[Location identification entries]
* Begin *
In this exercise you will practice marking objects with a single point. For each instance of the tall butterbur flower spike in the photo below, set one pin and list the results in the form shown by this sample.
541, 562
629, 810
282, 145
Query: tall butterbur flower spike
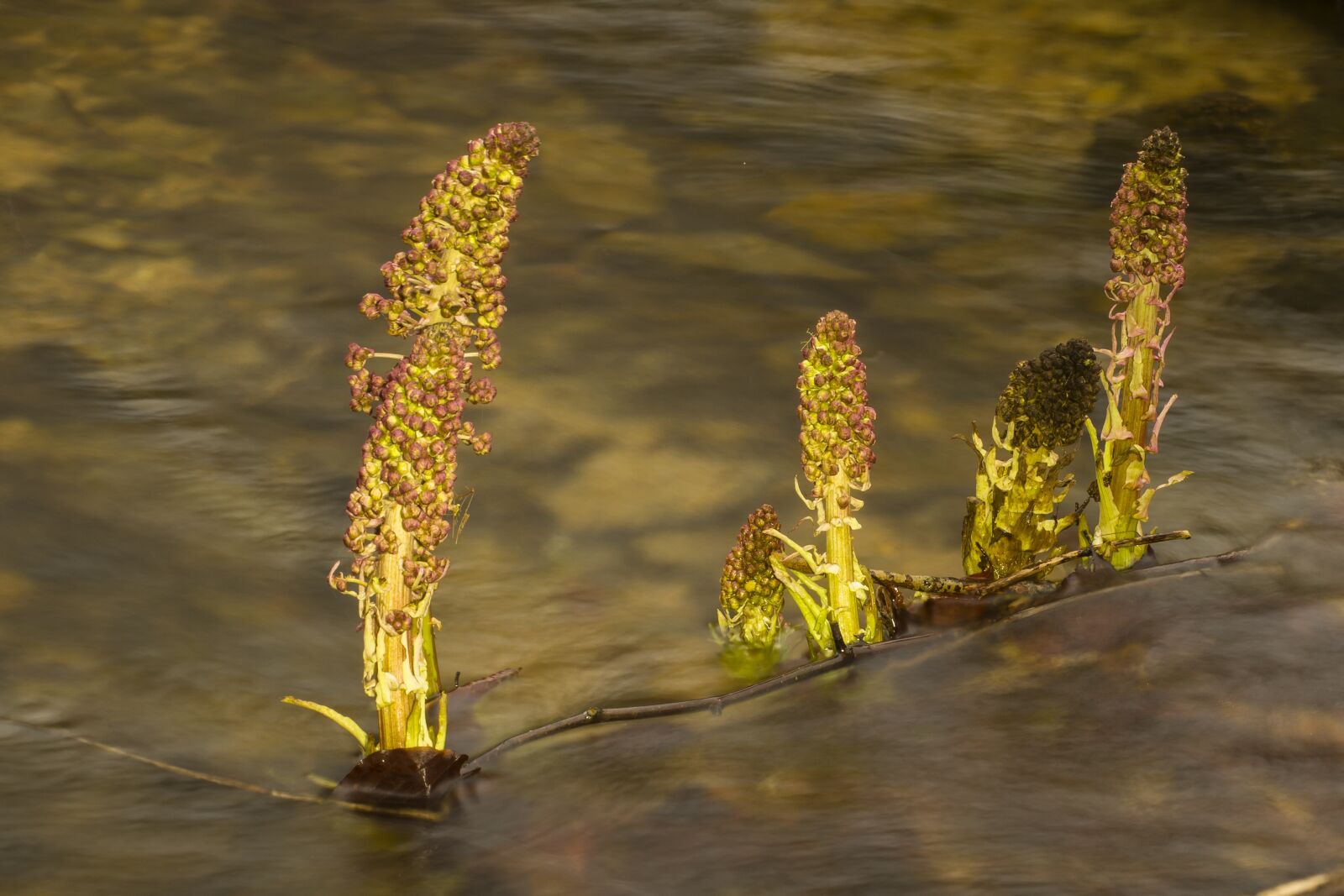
452, 270
1148, 246
752, 598
1012, 517
837, 438
447, 297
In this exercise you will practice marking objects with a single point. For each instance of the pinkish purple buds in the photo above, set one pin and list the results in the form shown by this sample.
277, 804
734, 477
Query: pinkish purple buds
833, 405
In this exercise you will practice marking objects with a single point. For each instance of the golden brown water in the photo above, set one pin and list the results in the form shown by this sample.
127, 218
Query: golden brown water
194, 196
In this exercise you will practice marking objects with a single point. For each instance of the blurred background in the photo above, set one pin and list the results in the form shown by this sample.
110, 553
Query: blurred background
195, 195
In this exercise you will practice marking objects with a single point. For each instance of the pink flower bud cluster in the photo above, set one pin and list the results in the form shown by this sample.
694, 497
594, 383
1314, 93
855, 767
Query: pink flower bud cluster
410, 458
1148, 217
748, 590
833, 405
452, 270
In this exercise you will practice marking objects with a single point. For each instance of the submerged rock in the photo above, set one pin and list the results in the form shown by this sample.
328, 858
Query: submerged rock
417, 777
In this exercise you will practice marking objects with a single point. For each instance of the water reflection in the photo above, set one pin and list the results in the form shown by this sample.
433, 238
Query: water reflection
192, 199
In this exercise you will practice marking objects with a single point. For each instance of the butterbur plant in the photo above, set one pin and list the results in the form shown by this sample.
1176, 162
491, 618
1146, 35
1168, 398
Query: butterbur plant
1148, 244
837, 437
1012, 519
752, 598
447, 298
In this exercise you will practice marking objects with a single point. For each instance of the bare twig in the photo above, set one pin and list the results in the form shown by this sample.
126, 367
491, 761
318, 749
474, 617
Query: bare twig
226, 782
1326, 884
953, 586
597, 715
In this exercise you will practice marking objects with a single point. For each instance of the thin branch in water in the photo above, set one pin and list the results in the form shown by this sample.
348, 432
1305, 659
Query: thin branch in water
953, 586
228, 782
597, 715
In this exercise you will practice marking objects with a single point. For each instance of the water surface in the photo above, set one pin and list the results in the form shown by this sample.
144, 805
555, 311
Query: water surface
194, 196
* End *
> **YOUR GOAL**:
Set down, unchanged, the line that contains "of the submerged" together with every later line in the records, through the last one.

> **SOLUTION TO THIS TASK**:
In this exercise you will practice marking objects with a single point. For each instance of the submerged rock in the photo above, set one pin and list the results in the form shown by this sample.
328, 858
Query: submerged rock
417, 777
In this exercise you will practice marking objects with a single point. For each instance of the water reflection in the photo above, set one pin and list the results in the form shown by this sample.
433, 238
Query: water reflection
192, 199
In this exercise you will practice marking objects with a single point. For each instance of the butterbur plant in the photo above, set one pin and list the results in the form shown by this sample.
1176, 162
491, 618
1146, 35
1168, 398
Query: butterbur plant
1148, 244
837, 437
1012, 519
752, 598
447, 298
In this exercise you will practice marking objects with a single point. For each instance of the bare twig in the photo above, set one pin and list the results in the form shown by this sample.
126, 367
491, 761
318, 749
474, 617
Query: bare twig
226, 782
1326, 884
953, 586
597, 715
In this exercise you will practice marking objects with a single point. For each instance of the thin branch in water in the photo above, set one pin and list the results in the form shown by this sample.
348, 432
1305, 659
Query: thin branch in water
953, 586
228, 782
597, 715
In this exercise you will practice marking objects with a single point. For each instance of the water surface in the photo above, set one pin and list the results in the form shown by this sample.
144, 805
555, 311
Query: water surface
194, 196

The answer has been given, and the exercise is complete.